CREA WEB / 2025年1月4日 11時0分

 国立西洋美術館(東京・上野公園)で展覧会「モネ 睡蓮のとき」が開催中です。

 印象派を代表する画家のひとりであるクロード・モネ。世界最大級のモネ・コレクションを誇るパリのマルモッタン・モネ美術館と国内の美術館が所蔵する珠玉のコレクションから、〈睡蓮〉を中心とした全64点が展示されています。

 この展覧会に、作家の一色さゆりさんが訪れました。ギャラリー・美術館勤務を経て、現在数々の「アート小説」を手がける一色さんに、モネの〈睡蓮〉の魅力についてお聞きしました。(前後篇の前篇。)


小説家の一色さゆりさん。 ©文藝春秋 「モネ 睡蓮のとき」展示風景、国立西洋美術館、2024-2025年 報道内覧会時撮影

――展覧会「モネ 睡蓮のとき」を訪れた感想をお聞かせいただけますか?

 どこを向いても、どこを見ても〈睡蓮〉の連作に囲まれて、まるで〈睡蓮〉を描くことに没頭していた、晩年のモネのアトリエに迷いこんだようでした。こんなにたくさんの〈睡蓮〉を一度に見たことはなかったので、圧倒されるとともに、貴重な機会だと実感もしました。

 もちろん、パリに行けば、マルモッタン・モネ美術館(本展で紹介されている全64点のうち、およそ50点を所蔵しています)の他、オランジュリー美術館など〈睡蓮〉を一度にたくさん堪能できる場所はありますが、日本だと滅多にない。

 その分、「〈睡蓮〉だ!」と気合いを入れて鑑賞してしまいがちですが、今回は贅沢にも全方位から〈睡蓮〉に包まれモネの世界に浸ることができるので、気負う必要がありません。

データセット
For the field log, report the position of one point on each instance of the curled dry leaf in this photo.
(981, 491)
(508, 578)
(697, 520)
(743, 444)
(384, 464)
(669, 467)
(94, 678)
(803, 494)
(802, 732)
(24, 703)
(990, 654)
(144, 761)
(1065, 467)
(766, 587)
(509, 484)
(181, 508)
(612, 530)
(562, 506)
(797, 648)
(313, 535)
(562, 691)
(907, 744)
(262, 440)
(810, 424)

設問
a) 上にある提示文を、最初から最後まで一字も変えずにそのまま書き写してください。
b) 上のすべての記録の各行を、空行は除いて1行につき1つの文字列とし、JSONのリストとして示してください。

解答一覧
a)
CREA WEB / 2025年1月4日 11時0分

 国立西洋美術館(東京・上野公園)で展覧会「モネ 睡蓮のとき」が開催中です。

 印象派を代表する画家のひとりであるクロード・モネ。世界最大級のモネ・コレクションを誇るパリのマルモッタン・モネ美術館と国内の美術館が所蔵する珠玉のコレクションから、〈睡蓮〉を中心とした全64点が展示されています。

 この展覧会に、作家の一色さゆりさんが訪れました。ギャラリー・美術館勤務を経て、現在数々の「アート小説」を手がける一色さんに、モネの〈睡蓮〉の魅力についてお聞きしました。(前後篇の前篇。)


小説家の一色さゆりさん。 ©文藝春秋 「モネ 睡蓮のとき」展示風景、国立西洋美術館、2024-2025年 報道内覧会時撮影

――展覧会「モネ 睡蓮のとき」を訪れた感想をお聞かせいただけますか?

 どこを向いても、どこを見ても〈睡蓮〉の連作に囲まれて、まるで〈睡蓮〉を描くことに没頭していた、晩年のモネのアトリエに迷いこんだようでした。こんなにたくさんの〈睡蓮〉を一度に見たことはなかったので、圧倒されるとともに、貴重な機会だと実感もしました。

 もちろん、パリに行けば、マルモッタン・モネ美術館(本展で紹介されている全64点のうち、およそ50点を所蔵しています)の他、オランジュリー美術館など〈睡蓮〉を一度にたくさん堪能できる場所はありますが、日本だと滅多にない。

 その分、「〈睡蓮〉だ!」と気合いを入れて鑑賞してしまいがちですが、今回は贅沢にも全方位から〈睡蓮〉に包まれモネの世界に浸ることができるので、気負う必要がありません。

b)
[
  "For the field log, report the position of one point on each instance of the curled dry leaf in this photo.",
  "(981, 491)",
  "(508, 578)",
  "(697, 520)",
  "(743, 444)",
  "(384, 464)",
  "(669, 467)",
  "(94, 678)",
  "(803, 494)",
  "(802, 732)",
  "(24, 703)",
  "(990, 654)",
  "(144, 761)",
  "(1065, 467)",
  "(766, 587)",
  "(509, 484)",
  "(181, 508)",
  "(612, 530)",
  "(562, 506)",
  "(797, 648)",
  "(313, 535)",
  "(562, 691)",
  "(907, 744)",
  "(262, 440)",
  "(810, 424)"
]